§ EXCERPT
※ ※ ※

Health and Finance: where innovation is less than it could be

This is a note to myself, which I hope to come back to. The internet has the power to revolutionise a lot of industries. Print and software are two that have been revolutionised – and, in areas that could be ‘commoditised’ have led to plummeting costs. In health and finance, there’s plenty of innovation of various kinds, including using the internet. But there are no huge areas where costs are plummetting (that I know of). Much more could be happening but isn’t. If you want a one word explanation – it’s government and regulation. OK – a three word, one and a half concept explanation but no-one expects the Spanish Inquisition.

I’ve argued that payments could be commoditised here.

And a lot more could be being done in healthcare as this abstract suggests.

Where Are The Health Care Entrepreneurs? The Failure of Organizational Innovation in Health Care by David M. Cutler – #16030 (HC HE IO PR)

※ ※ ※

§ DATA EXCERPTS
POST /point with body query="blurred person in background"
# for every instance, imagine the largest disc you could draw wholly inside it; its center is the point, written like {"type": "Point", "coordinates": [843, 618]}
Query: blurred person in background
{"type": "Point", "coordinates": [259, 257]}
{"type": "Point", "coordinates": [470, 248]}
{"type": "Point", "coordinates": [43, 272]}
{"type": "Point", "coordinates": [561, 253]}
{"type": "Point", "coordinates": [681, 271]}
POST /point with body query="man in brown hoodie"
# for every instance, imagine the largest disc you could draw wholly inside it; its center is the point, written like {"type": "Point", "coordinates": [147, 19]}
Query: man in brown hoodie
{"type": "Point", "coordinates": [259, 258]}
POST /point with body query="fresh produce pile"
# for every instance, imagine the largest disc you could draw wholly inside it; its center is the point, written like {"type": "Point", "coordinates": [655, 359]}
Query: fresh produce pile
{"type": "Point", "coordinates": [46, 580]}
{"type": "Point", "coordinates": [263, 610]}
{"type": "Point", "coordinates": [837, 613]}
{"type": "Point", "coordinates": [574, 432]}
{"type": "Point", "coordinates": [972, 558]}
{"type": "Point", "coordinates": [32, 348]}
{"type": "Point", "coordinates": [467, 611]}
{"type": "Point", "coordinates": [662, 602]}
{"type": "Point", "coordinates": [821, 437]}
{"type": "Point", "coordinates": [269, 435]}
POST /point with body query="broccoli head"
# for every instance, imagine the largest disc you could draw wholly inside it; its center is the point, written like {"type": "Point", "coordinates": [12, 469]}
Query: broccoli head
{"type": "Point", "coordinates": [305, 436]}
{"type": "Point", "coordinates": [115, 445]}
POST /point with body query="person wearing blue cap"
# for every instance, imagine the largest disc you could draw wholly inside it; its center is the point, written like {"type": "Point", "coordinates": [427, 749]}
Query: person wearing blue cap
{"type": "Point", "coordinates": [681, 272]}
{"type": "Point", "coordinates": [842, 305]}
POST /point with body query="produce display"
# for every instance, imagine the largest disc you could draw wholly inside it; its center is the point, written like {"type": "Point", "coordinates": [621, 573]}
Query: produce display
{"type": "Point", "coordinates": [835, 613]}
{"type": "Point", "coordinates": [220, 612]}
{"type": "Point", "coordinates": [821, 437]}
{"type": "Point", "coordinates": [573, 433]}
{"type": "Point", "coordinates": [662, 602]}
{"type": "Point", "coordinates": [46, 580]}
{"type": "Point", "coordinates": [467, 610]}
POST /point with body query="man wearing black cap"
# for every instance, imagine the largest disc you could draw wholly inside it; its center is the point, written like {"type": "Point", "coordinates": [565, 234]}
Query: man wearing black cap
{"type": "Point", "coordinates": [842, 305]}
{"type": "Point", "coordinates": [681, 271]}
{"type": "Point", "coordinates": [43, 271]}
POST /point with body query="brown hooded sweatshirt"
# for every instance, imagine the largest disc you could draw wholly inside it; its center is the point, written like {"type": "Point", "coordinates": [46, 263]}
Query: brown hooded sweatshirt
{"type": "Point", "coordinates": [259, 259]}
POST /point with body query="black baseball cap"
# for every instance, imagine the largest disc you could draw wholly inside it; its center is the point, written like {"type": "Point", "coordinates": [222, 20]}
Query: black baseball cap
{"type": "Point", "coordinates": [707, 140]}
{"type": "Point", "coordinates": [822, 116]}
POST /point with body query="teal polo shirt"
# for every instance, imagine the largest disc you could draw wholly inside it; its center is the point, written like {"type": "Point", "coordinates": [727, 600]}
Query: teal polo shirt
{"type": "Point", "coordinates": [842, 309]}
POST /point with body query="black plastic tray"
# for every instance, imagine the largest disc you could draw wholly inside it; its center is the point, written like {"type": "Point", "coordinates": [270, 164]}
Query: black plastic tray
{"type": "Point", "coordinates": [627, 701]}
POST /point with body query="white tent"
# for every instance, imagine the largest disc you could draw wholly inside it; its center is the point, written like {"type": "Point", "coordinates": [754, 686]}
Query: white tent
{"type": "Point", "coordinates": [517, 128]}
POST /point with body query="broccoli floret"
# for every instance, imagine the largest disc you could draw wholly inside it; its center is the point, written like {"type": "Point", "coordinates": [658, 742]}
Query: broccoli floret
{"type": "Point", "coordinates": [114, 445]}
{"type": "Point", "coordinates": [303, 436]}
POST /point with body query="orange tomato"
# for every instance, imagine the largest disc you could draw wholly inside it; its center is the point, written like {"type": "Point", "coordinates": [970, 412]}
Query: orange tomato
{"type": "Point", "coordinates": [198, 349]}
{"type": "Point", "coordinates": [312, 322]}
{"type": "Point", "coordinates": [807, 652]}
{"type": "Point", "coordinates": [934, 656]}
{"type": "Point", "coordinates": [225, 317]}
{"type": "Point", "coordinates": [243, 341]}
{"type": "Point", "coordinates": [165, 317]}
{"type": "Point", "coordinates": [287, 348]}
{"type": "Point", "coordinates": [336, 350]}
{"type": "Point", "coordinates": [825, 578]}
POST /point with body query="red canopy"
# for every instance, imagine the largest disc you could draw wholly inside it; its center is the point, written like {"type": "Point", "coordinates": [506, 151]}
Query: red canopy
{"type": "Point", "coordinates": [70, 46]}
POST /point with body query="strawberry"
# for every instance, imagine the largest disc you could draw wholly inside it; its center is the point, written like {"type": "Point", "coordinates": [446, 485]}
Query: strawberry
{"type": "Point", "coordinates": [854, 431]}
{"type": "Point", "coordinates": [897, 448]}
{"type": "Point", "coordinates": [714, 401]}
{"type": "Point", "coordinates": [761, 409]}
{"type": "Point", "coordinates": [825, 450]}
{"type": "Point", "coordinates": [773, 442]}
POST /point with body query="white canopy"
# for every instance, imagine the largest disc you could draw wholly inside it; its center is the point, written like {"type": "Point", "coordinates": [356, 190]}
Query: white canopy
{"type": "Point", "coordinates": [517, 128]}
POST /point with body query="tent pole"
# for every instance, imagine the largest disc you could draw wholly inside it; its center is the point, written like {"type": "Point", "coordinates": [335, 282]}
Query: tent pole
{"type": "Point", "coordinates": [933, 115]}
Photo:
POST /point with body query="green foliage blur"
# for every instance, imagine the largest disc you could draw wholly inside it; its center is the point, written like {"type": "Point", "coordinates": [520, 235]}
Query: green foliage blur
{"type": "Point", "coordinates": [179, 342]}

※ ※ ※

§ REQUIRED WORK
[a] According to the note on innovation in health and finance, which two industries has the internet already revolutionized?
[b] Copy the part of the health and finance note between "This is a note" and "this abstract suggests.", inclusive, word for word.

§ SOLUTION LIST
[a] Print and software.

[b]
This is a note to myself, which I hope to come back to. The internet has the power to revolutionise a lot of industries. Print and software are two that have been revolutionised – and, in areas that could be ‘commoditised’ have led to plummeting costs. In health and finance, there’s plenty of innovation of various kinds, including using the internet. But there are no huge areas where costs are plummetting (that I know of). Much more could be happening but isn’t. If you want a one word explanation – it’s government and regulation. OK – a three word, one and a half concept explanation but no-one expects the Spanish Inquisition.

I’ve argued that payments could be commoditised here.

And a lot more could be being done in healthcare as this abstract suggests.